== EXERCISE AIM ==
Please copy out every line of the material below word for word, leaving out the pictures.

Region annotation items
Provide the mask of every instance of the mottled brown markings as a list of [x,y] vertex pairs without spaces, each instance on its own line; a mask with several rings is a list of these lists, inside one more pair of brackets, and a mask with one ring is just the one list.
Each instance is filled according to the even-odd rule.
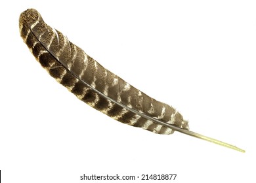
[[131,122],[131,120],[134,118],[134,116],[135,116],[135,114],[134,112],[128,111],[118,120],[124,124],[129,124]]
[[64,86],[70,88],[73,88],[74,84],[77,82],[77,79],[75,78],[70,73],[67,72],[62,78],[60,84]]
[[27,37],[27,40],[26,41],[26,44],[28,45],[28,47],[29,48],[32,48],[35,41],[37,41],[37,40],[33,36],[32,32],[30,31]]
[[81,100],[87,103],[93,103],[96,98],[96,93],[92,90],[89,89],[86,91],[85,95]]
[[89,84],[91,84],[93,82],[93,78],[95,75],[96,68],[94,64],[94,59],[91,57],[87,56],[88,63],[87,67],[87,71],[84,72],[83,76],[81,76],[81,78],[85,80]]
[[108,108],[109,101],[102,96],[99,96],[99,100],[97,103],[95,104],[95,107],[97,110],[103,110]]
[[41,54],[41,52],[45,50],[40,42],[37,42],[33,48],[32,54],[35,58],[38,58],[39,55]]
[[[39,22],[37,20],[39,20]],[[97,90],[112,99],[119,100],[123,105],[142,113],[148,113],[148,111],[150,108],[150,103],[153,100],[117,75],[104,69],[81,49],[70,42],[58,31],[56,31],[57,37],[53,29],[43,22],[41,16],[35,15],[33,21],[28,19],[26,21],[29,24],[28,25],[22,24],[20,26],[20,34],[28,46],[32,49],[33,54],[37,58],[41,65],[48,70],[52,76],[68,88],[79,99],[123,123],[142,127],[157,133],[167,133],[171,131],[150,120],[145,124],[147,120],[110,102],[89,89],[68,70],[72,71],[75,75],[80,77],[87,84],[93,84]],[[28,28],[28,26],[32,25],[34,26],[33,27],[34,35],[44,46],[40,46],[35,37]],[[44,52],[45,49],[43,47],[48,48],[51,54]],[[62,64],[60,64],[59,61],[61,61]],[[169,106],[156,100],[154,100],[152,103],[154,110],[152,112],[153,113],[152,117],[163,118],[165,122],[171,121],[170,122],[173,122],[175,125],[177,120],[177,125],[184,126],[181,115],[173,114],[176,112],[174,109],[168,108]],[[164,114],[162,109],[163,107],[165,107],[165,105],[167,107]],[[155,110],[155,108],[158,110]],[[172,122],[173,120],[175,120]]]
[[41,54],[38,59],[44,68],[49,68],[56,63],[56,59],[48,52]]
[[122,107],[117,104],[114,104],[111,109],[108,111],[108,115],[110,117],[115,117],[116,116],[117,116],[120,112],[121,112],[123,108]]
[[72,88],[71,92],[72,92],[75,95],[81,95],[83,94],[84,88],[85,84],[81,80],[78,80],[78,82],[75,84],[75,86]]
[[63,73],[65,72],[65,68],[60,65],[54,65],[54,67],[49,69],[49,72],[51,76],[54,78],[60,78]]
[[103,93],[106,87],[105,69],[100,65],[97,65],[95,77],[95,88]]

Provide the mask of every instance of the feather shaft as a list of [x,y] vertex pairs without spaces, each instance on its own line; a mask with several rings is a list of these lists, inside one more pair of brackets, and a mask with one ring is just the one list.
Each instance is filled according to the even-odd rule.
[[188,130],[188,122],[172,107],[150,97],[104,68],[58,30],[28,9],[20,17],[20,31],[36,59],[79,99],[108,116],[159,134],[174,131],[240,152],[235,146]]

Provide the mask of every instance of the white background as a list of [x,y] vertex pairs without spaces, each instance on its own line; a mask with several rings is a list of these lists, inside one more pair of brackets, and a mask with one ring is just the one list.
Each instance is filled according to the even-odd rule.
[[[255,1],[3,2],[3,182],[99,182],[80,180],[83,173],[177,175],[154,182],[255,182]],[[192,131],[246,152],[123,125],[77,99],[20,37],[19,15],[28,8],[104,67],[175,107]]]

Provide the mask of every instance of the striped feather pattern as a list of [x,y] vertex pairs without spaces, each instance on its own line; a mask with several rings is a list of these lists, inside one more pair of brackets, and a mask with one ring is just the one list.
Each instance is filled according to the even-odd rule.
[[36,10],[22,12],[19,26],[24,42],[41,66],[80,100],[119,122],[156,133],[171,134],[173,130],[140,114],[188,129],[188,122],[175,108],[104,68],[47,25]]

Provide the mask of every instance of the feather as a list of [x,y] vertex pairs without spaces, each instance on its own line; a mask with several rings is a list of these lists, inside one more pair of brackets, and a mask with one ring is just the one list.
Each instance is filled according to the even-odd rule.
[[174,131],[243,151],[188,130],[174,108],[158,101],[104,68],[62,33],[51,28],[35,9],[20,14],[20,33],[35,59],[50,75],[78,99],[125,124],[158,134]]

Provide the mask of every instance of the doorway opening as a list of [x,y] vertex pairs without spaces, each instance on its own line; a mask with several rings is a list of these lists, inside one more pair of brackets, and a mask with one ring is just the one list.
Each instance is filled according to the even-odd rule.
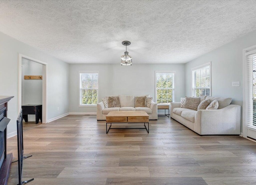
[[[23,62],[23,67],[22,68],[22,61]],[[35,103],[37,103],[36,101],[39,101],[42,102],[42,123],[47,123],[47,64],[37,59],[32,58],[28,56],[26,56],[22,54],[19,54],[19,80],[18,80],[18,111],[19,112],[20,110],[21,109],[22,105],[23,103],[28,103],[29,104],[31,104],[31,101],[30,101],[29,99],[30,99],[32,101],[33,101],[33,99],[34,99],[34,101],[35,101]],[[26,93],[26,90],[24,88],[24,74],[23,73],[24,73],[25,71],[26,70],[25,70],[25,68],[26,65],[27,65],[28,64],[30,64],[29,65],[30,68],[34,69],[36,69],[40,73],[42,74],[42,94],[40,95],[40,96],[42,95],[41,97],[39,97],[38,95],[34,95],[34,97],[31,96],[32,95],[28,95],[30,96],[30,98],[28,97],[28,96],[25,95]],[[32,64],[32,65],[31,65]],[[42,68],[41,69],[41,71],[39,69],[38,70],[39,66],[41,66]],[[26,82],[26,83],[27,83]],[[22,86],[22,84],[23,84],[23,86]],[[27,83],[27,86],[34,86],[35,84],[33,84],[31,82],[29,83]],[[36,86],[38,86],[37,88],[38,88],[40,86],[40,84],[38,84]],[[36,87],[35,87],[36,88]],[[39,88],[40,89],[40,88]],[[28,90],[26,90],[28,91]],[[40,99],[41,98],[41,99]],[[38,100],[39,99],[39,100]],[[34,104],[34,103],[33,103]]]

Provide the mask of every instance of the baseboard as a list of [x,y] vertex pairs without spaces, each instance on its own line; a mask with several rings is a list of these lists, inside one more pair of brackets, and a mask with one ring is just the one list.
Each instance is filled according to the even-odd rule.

== ANSWER TO THIS EXERCISE ==
Provide the mask of every instance of the mottled brown markings as a list of [x,y] vertex pairs without spaces, each instance on its own line; a mask with several rings is a list of these lists, inside one more pair of brackets, and a mask with one ring is just the one list.
Each instance is filled according to the even-odd rule.
[[131,122],[131,120],[134,118],[134,116],[135,116],[135,114],[134,112],[128,111],[118,120],[124,124],[129,124]]
[[64,86],[70,88],[73,88],[74,84],[77,82],[77,79],[75,78],[70,73],[67,72],[62,78],[60,84]]
[[27,37],[27,40],[26,41],[26,44],[28,45],[28,47],[29,48],[32,48],[35,41],[37,41],[37,40],[33,36],[32,32],[30,31]]
[[81,100],[87,103],[93,103],[96,98],[96,93],[92,90],[89,89],[86,91],[85,95]]
[[89,84],[91,84],[93,82],[93,78],[95,75],[96,68],[94,64],[94,59],[91,57],[87,56],[88,63],[87,67],[87,71],[84,72],[83,76],[81,76],[81,78],[85,80]]
[[108,108],[109,101],[102,96],[99,96],[99,100],[97,103],[95,104],[95,107],[97,110],[103,110]]
[[41,54],[41,52],[45,50],[40,42],[37,42],[33,48],[32,54],[35,58],[38,58],[39,55]]
[[[39,22],[37,20],[39,20]],[[97,90],[112,99],[119,100],[123,105],[142,113],[148,113],[148,111],[150,108],[150,103],[153,100],[117,75],[104,69],[81,49],[70,42],[58,31],[56,31],[57,37],[53,29],[43,22],[41,16],[35,15],[33,21],[28,19],[26,21],[29,24],[28,25],[22,24],[20,26],[20,34],[28,46],[32,49],[33,54],[37,58],[41,65],[48,70],[52,76],[68,88],[79,99],[123,123],[142,127],[157,133],[167,133],[171,131],[150,120],[145,124],[147,120],[110,102],[89,89],[68,70],[72,71],[75,75],[80,77],[87,84],[93,84]],[[28,28],[28,26],[32,25],[34,26],[33,27],[34,35],[44,46],[40,46],[35,37]],[[44,52],[45,49],[43,47],[48,48],[51,54]],[[62,64],[60,64],[59,61],[61,61]],[[169,106],[156,100],[154,100],[152,103],[154,110],[152,112],[153,113],[152,117],[163,118],[165,122],[171,121],[170,122],[173,122],[175,125],[177,120],[177,125],[184,126],[181,115],[173,114],[176,112],[174,109],[168,108]],[[164,114],[162,109],[163,107],[165,107],[165,105],[167,107]],[[155,110],[155,108],[158,110]],[[172,122],[173,120],[175,120]]]
[[41,54],[38,59],[44,68],[49,68],[56,63],[56,59],[48,52]]
[[122,107],[117,104],[114,104],[111,109],[108,111],[108,115],[110,117],[115,117],[116,116],[117,116],[120,112],[121,112],[123,108]]
[[72,88],[71,92],[72,92],[75,95],[81,95],[83,94],[84,88],[85,84],[81,80],[78,80],[78,82],[75,84],[75,86]]
[[63,73],[65,72],[65,68],[60,65],[54,65],[54,67],[49,69],[49,72],[51,76],[54,78],[60,78]]
[[103,93],[106,87],[105,69],[100,65],[97,65],[95,77],[95,88]]

Provide the mask of every instance of the feather shaft as a list of [x,y] vertex pairs without spaces, each instance on its own line; a mask with several rings is a list of these lists, inside one more pair of brackets, and a mask with one ring is just the one list.
Each instance is filled according to the even-odd rule.
[[188,130],[188,122],[172,107],[150,97],[104,68],[58,30],[28,9],[20,17],[20,31],[36,59],[79,99],[108,116],[159,134],[174,131],[240,152],[235,146]]

Provide the mask of every instance of the white background as a list of [x,y] vertex pairs without spaces, each instance on its own line; a mask with several rings is a list of these lists, inside one more pair of brackets, and a mask with one ring is just the one list.
Each instance is filled according to the even-odd rule.
[[[255,1],[3,2],[3,182],[99,182],[80,180],[83,173],[177,175],[154,182],[255,182]],[[192,131],[246,152],[123,125],[77,99],[20,37],[19,15],[28,8],[104,67],[175,107]]]

Provide the mask of every instance of the striped feather pattern as a list of [x,y] vertex pairs without spaces, each instance on its own line; a mask with several rings is a list of these lists, inside one more pair of brackets, and a mask with one ring is just the one list.
Each instance is filled according to the even-odd rule.
[[36,10],[22,12],[19,26],[24,42],[41,66],[80,100],[119,122],[156,133],[171,134],[173,130],[140,114],[188,129],[188,122],[175,108],[104,68],[47,25]]

Provide the mask of every instance of the feather as a list of [x,y] vertex pairs without spaces, each instance on its own line; a mask with several rings is a list of these lists, inside one more pair of brackets, and a mask with one ring is just the one list.
Each instance is filled according to the even-odd rule.
[[174,131],[243,151],[188,130],[174,108],[158,101],[104,68],[62,33],[51,28],[35,9],[20,14],[20,33],[35,59],[50,75],[78,99],[125,124],[158,134]]

Provide the mask of every instance of the doorway opening as a list of [x,y] vertex pairs without spaces, each instance on its own line; a mask with several rings is a list of these lists, inside one more pair of brackets, and a mask with one ring is just the one list.
Each instance is filled according to the even-odd rule.
[[[23,62],[23,67],[22,68],[22,61]],[[35,103],[37,103],[36,101],[39,101],[42,102],[42,123],[47,123],[47,64],[37,59],[32,58],[28,56],[26,56],[22,54],[19,54],[19,80],[18,80],[18,111],[19,112],[20,110],[21,109],[22,105],[23,103],[28,103],[29,104],[31,104],[31,101],[30,101],[29,99],[30,99],[32,101],[33,101],[33,99],[34,99],[34,101],[35,101]],[[26,93],[26,90],[24,88],[24,74],[23,73],[24,73],[25,71],[26,70],[25,70],[25,68],[26,65],[27,65],[28,64],[30,64],[29,65],[30,68],[34,69],[36,69],[40,73],[42,74],[42,94],[40,95],[40,96],[42,95],[41,97],[39,97],[38,95],[34,95],[34,97],[31,96],[32,95],[28,95],[30,96],[30,98],[28,97],[28,96],[25,95]],[[32,64],[32,65],[31,65]],[[42,68],[41,69],[41,71],[39,69],[38,70],[39,66],[41,66]],[[26,82],[26,83],[27,83]],[[22,86],[22,84],[23,84],[23,86]],[[27,83],[27,86],[34,86],[35,84],[33,84],[31,82],[29,83]],[[36,86],[38,86],[37,88],[38,88],[40,86],[40,84],[38,84]],[[36,87],[35,87],[36,88]],[[39,88],[40,89],[40,88]],[[28,90],[26,90],[28,91]],[[40,99],[41,98],[41,99]],[[38,100],[39,99],[39,100]],[[34,104],[34,103],[33,103]]]

Provide the mask of every instance of the baseboard as a list of [x,y] vertex pairs without spaces, each instance on its own line; a mask with several rings is a list of these lists, inside one more pair of brackets, and a mask with one ring is just the one list.
Each instance is filled according to the even-odd rule.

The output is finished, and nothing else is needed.